The employees once awarded of expected behavior, they find these standards or rules to be reasonable and they seek to meet those expectations. Discipline also means orderliness. In the military circle, the term discipline is synonymous with regimentation. In the industrial context, it means working and behaving in a normal and orderly way, as any reasonable person expects an employee to do. It is as much a basic necessity for the people working in a plant as in other segments of society.
According to Richard D. Calhoon, “Discipline is the force that prompts individuals or groups to observe rules, regulations, standards and procedures deemed necessary for an organisation.” Thus, discipline means securing consistent behaviour in accordance with the accepted norms of behaviour. Discipline is essential to a democratic way of life and equally essential of industrial organisations.
Employee indiscipline is both the cause and effect of the state of industrial relations. The term ‘indiscipline’ can be described as non-conformity to formal and informal rules and regulations. It is necessary to correct indiscipline in an organization as soon as it is observed because of its adverse influence on the morale and motivation of the employees as well as the organization.
Indiscipline results in chaos, confusion and diffusion of results. It gives rise to strikes, ‘go-slows’, and absenteeism, leading to loss of production, profits and wages. Other indications of indiscipline in an organization may be the high rates of absenteeism, labor turnover, accidents and sickness, low and faulty turnover, increasing wastage, low motivation and morale of work-force and greater number of interruptions and conflicts.
Indiscipline may arise due to poor management, errors of judgment by employees about their union leaders or a lack of understanding of management policy, lack of commitment to work by employees in an organization. Various factors, such as unfair labor practices, victimization by management, wage differentials, wrong work assignments, defective grievance procedure, payment of very low wages, poor communication, and ineffective leadership result in indiscipline.
Thus, various socio-economic and cultural factors play a role in creating indiscipline in an organization.
The positive approach to discipline i.e. ‘self-discipline’ assumes that most employees generally behave reasonably. Counseling and educating the employees are additional means to check indiscipline effectively and positively.

|---|

Extract the part of the passage on workplace discipline from "Employee indiscipline is" up to and including "interruptions and conflicts.", copying it word for word.

### Record excerpts

|---|

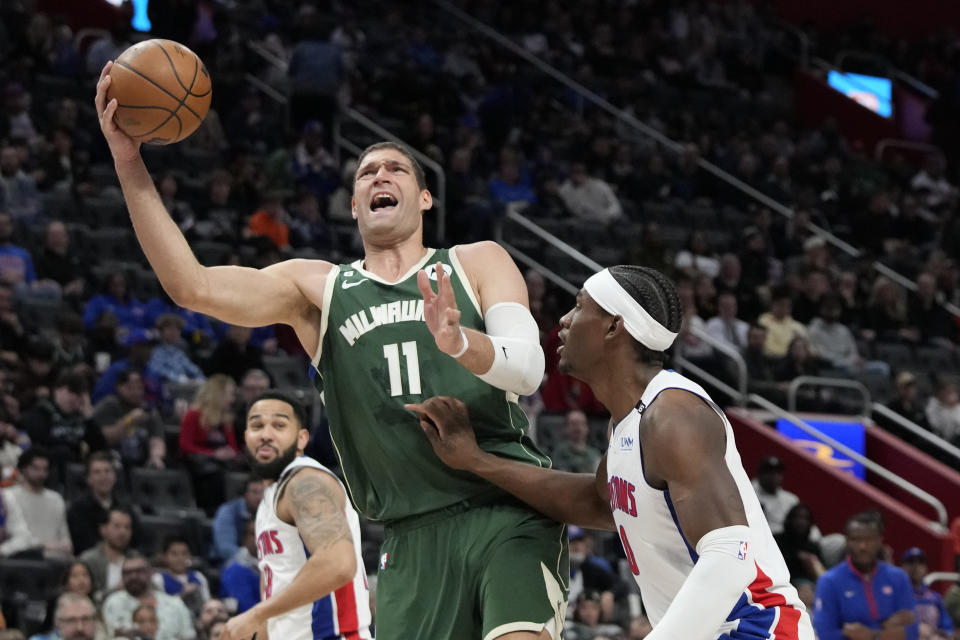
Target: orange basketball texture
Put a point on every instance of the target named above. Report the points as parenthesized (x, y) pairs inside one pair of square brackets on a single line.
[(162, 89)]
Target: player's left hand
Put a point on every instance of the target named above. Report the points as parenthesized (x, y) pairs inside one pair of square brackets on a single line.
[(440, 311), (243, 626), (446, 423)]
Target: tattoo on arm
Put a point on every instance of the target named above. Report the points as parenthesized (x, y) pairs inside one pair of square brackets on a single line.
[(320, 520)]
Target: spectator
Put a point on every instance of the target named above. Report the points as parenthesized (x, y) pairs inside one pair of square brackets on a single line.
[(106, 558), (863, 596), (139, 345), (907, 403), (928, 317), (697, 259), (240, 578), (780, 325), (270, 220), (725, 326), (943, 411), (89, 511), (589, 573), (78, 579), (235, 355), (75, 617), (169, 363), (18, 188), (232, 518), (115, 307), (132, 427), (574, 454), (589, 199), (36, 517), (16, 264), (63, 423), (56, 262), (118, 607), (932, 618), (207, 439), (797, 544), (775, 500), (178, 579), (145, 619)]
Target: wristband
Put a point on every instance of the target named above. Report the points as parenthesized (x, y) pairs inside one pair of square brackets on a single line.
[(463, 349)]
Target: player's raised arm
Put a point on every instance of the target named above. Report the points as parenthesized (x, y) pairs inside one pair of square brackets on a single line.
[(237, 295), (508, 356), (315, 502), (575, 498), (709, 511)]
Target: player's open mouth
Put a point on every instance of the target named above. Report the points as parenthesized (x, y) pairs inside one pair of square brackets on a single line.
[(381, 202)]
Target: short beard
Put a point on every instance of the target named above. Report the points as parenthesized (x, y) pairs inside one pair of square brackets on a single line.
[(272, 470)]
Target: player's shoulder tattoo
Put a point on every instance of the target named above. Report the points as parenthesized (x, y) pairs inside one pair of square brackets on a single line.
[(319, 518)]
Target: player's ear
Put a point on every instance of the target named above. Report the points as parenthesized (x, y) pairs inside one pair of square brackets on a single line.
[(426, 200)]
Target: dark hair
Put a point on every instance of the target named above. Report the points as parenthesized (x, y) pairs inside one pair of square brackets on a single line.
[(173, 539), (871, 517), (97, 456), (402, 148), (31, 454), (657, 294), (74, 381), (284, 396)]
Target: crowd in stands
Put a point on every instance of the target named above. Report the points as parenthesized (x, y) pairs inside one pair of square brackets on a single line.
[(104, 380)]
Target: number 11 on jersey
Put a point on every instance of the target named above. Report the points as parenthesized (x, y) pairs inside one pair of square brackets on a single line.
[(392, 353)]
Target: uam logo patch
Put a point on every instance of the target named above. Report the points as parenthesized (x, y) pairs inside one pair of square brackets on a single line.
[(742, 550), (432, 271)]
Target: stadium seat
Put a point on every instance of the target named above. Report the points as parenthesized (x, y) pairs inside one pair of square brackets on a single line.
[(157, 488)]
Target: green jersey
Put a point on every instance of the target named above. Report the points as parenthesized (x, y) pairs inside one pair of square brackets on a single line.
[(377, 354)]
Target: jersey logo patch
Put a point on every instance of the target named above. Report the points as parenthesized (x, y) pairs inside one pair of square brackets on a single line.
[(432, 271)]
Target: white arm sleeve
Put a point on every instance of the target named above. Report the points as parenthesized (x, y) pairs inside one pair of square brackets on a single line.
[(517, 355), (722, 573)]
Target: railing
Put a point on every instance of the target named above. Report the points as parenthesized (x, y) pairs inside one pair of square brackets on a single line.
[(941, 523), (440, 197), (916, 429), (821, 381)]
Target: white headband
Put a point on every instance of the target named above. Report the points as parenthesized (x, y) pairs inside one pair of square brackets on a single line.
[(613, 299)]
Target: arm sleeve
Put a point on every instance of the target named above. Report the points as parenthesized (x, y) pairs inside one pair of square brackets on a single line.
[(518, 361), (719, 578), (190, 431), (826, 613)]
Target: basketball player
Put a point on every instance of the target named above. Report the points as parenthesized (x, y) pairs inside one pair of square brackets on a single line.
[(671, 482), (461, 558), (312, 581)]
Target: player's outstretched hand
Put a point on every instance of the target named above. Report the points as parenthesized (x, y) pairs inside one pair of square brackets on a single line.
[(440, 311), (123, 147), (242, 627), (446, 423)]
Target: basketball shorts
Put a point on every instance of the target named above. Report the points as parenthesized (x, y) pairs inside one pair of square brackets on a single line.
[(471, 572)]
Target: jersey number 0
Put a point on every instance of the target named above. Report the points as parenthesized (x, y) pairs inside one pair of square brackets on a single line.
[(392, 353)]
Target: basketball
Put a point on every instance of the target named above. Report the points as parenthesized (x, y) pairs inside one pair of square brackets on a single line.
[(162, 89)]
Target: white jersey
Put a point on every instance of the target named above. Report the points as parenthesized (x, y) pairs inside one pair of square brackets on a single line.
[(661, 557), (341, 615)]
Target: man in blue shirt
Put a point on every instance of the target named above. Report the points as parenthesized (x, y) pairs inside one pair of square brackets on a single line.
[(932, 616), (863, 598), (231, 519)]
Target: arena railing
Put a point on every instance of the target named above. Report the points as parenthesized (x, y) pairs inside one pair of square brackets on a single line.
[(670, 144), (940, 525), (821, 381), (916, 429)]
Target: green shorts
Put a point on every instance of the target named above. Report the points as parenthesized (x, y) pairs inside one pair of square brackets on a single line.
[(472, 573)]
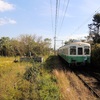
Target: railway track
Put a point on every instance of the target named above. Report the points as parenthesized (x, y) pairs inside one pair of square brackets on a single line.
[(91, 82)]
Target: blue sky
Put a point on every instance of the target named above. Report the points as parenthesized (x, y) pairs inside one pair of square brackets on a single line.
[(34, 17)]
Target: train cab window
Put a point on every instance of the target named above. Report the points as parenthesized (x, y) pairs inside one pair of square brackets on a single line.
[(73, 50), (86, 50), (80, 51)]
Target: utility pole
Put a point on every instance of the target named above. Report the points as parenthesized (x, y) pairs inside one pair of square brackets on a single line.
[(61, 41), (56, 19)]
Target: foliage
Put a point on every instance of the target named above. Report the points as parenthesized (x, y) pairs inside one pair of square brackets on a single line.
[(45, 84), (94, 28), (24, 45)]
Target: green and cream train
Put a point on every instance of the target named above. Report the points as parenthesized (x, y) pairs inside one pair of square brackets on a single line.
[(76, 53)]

|---|

### Result below
Employee indiscipline is both the cause and effect of the state of industrial relations. The term ‘indiscipline’ can be described as non-conformity to formal and informal rules and regulations. It is necessary to correct indiscipline in an organization as soon as it is observed because of its adverse influence on the morale and motivation of the employees as well as the organization.
Indiscipline results in chaos, confusion and diffusion of results. It gives rise to strikes, ‘go-slows’, and absenteeism, leading to loss of production, profits and wages. Other indications of indiscipline in an organization may be the high rates of absenteeism, labor turnover, accidents and sickness, low and faulty turnover, increasing wastage, low motivation and morale of work-force and greater number of interruptions and conflicts.